> [PROBLEM TO WORK ON]: Write the records below out again exactly as given, with no images.

> [LISTED ENTRIES]:
#####
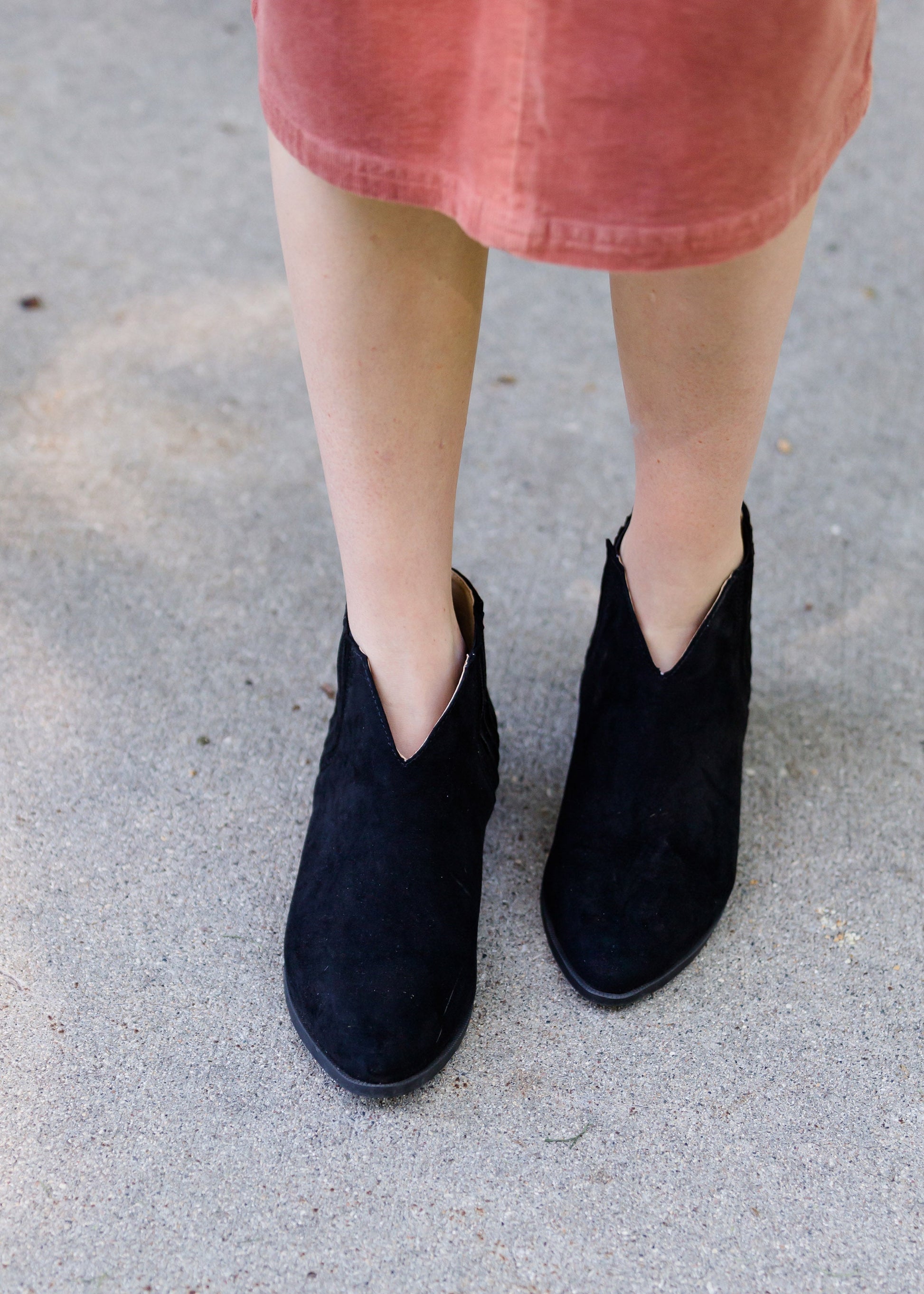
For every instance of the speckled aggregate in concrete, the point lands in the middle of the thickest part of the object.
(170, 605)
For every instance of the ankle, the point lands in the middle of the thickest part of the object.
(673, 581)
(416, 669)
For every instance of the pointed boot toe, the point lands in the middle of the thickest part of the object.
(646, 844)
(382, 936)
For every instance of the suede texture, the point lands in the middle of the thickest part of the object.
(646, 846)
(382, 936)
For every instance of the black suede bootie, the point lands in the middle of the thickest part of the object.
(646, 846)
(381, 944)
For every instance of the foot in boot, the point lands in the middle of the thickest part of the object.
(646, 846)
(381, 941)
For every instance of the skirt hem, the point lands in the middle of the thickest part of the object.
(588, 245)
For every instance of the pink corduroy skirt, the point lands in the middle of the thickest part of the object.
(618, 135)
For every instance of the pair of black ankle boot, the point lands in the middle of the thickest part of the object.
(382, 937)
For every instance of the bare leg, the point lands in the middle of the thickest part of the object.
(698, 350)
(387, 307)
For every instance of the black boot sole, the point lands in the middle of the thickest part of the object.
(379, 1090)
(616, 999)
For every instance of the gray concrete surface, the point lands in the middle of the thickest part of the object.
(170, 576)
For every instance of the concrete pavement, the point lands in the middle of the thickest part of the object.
#####
> [THE COMPLETED TASK]:
For every instance of the speckled aggregate in concrete, the point lands in the middle of the thickest part of the object.
(170, 605)
For every instance of the ankle, the point lands in the middle of the thickest part of the object.
(673, 581)
(416, 669)
For every instance of the pointed boot toe, the point lands in the middle of the thickest part of the object.
(646, 844)
(382, 936)
For every instance of the suede texture, the point lands in the middle of the thickest part of the object.
(646, 846)
(382, 936)
For every instance of the black suede bootie, the point lands in the middle of the thickest part of the object.
(646, 846)
(381, 944)
For every instance of the foot in boot, the point lands in the middle of the thickest part of the object.
(646, 846)
(381, 941)
For every instance of the skirt hem, the point lands in the middle of the thickest part of the object.
(588, 245)
For every instance of the pink corduroy skirt, the point lands in the middle of the thickest part of the object.
(618, 135)
For every instance of the pair of black ankle boot, the point lands in the middle of the thickest part of the object.
(382, 937)
For every instance of the bare leg, the point lands in the middle of the thickest part of the object.
(698, 350)
(387, 307)
For every instance of the black boot sole, the point lands in the middle of the thickest part of the object.
(379, 1090)
(616, 999)
For every instance of the gray concrete surface, the point lands in the middle of the thickest part of the object.
(170, 576)
For every instance of the concrete pavement, the point lands in the middle of the thickest part of the object.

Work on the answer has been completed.